Labeled-object pointing entries
::::::

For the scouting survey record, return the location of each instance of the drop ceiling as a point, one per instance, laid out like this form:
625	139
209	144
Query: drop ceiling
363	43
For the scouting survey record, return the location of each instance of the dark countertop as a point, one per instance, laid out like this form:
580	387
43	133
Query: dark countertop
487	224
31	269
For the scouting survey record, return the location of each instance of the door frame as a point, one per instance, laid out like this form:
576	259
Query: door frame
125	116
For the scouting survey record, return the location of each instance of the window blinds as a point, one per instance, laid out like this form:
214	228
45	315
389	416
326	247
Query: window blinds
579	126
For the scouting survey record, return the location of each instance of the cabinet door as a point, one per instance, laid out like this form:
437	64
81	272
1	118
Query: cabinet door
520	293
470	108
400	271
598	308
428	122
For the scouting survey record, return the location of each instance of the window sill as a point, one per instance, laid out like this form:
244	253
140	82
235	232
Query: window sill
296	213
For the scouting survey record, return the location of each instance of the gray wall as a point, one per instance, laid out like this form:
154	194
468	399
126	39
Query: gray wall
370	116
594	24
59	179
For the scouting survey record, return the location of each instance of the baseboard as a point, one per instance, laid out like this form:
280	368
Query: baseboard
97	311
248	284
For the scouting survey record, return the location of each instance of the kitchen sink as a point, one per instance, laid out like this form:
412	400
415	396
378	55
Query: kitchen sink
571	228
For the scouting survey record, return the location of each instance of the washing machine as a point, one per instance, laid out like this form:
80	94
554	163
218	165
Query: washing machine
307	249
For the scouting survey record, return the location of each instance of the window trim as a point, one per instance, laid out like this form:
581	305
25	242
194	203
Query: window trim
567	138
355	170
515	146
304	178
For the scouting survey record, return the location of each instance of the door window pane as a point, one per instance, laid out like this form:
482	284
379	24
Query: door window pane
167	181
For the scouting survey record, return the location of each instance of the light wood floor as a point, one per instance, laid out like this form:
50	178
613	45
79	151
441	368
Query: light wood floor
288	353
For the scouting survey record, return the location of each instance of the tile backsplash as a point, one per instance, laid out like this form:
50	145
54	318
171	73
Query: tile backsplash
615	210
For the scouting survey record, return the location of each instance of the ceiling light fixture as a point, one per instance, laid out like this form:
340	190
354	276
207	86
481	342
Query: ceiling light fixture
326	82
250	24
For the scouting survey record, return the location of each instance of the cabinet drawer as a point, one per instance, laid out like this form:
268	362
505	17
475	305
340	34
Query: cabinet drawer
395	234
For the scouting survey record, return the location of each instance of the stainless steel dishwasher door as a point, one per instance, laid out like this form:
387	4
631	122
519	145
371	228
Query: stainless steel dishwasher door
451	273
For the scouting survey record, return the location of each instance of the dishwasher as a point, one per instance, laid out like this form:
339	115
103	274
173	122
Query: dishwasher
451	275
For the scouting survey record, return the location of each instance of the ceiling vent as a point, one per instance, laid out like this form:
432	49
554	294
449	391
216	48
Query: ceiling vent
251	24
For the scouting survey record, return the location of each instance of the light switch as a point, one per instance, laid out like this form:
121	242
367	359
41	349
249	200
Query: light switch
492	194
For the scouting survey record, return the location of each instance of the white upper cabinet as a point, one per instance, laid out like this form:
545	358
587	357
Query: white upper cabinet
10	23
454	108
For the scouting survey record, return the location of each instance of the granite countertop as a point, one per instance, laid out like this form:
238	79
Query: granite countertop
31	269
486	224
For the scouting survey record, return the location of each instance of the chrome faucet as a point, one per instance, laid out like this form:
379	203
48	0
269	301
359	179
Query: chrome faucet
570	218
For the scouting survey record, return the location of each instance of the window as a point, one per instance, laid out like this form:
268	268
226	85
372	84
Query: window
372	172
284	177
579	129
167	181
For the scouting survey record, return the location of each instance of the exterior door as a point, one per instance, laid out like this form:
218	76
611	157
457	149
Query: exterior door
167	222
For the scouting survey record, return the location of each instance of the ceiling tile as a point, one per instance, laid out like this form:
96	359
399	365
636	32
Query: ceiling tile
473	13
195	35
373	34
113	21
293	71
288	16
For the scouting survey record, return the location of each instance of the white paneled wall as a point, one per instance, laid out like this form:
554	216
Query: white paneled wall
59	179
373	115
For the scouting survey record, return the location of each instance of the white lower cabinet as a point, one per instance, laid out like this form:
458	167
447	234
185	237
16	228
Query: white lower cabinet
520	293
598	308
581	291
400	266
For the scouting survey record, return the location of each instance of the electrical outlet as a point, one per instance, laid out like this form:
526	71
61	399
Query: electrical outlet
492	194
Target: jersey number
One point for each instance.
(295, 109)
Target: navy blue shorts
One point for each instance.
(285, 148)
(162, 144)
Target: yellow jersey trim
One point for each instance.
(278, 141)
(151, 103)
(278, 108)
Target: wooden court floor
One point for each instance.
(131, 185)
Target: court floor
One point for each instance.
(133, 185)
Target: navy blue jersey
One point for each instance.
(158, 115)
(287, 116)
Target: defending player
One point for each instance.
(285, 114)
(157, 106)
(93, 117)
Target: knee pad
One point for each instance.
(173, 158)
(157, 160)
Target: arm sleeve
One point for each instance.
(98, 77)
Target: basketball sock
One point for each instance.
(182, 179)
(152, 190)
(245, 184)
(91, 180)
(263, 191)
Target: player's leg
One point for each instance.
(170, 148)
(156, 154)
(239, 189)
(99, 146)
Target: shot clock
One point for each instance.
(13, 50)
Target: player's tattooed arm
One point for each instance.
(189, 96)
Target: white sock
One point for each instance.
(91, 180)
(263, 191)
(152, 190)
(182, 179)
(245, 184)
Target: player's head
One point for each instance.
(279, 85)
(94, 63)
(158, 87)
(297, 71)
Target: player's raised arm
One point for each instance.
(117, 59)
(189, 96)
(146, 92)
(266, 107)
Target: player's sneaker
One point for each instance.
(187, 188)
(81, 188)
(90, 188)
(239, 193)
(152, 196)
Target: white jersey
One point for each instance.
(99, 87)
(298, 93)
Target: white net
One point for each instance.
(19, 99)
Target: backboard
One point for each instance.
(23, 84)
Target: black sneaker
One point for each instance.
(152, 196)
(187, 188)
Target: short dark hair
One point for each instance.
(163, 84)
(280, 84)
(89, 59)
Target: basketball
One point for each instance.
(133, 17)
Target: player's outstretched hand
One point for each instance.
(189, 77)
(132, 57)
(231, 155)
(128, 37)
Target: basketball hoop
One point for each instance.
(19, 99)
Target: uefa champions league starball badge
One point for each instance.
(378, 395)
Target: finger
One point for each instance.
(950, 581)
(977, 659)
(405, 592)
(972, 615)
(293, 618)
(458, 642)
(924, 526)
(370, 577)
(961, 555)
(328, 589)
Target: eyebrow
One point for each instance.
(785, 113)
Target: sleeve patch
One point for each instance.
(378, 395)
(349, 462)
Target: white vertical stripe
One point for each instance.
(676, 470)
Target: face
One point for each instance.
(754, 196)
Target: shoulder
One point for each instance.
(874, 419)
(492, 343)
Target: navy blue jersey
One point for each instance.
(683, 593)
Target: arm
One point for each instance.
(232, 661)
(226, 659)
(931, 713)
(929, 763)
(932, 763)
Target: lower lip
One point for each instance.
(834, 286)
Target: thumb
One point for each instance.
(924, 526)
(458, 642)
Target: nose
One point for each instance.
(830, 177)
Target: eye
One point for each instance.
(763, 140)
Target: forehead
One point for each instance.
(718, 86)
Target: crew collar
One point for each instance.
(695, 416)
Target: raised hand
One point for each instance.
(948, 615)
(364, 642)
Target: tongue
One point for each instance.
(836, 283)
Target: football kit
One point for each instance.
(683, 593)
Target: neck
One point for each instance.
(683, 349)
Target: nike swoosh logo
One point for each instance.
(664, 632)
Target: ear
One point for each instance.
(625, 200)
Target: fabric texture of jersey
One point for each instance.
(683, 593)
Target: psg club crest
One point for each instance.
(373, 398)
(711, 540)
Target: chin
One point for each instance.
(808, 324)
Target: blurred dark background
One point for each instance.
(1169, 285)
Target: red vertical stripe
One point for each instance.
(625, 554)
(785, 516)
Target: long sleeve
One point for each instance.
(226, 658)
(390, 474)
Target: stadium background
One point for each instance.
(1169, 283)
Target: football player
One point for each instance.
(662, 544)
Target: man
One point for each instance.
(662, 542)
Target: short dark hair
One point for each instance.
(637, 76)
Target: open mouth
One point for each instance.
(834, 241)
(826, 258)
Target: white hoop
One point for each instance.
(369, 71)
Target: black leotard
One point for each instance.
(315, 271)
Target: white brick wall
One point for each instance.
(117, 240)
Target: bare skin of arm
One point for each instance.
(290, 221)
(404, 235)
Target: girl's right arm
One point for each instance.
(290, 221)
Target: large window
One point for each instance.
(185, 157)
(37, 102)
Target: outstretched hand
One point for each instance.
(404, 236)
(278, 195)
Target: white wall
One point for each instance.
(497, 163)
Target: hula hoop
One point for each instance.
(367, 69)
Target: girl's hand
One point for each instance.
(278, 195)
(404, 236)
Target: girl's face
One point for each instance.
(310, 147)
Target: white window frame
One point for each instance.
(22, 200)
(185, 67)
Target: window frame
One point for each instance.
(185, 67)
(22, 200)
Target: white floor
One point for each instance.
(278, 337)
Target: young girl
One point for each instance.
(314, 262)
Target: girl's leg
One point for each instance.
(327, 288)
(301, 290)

::::::

**Your instructions:** Please copy out, word for word, the lines of the listing above, starting at the line that contains "Target: thumb" and ending at the line that contains "(1169, 285)", with both of those lines included.

**Finished answer:**
Target: thumb
One point for each instance.
(924, 526)
(458, 642)
Target: nose
One point for each instance.
(830, 177)
Target: eye
One point for each instance.
(763, 140)
Target: forehead
One point for each instance.
(718, 86)
Target: crew collar
One point for each instance.
(695, 416)
Target: raised hand
One point for each instance.
(948, 615)
(364, 642)
Target: tongue
One point for each instance.
(836, 283)
Target: football kit
One point for each instance.
(683, 593)
Target: neck
One point for each instance.
(683, 349)
Target: nike swoosh logo
One point for each instance.
(664, 632)
Target: ear
One point for each instance.
(625, 200)
Target: fabric texture of jersey
One point for each instance.
(683, 593)
Target: psg club crest
One point for each instance.
(373, 398)
(711, 540)
Target: chin
One point for each instance.
(808, 324)
Target: blurred dark background
One point for each instance.
(1169, 285)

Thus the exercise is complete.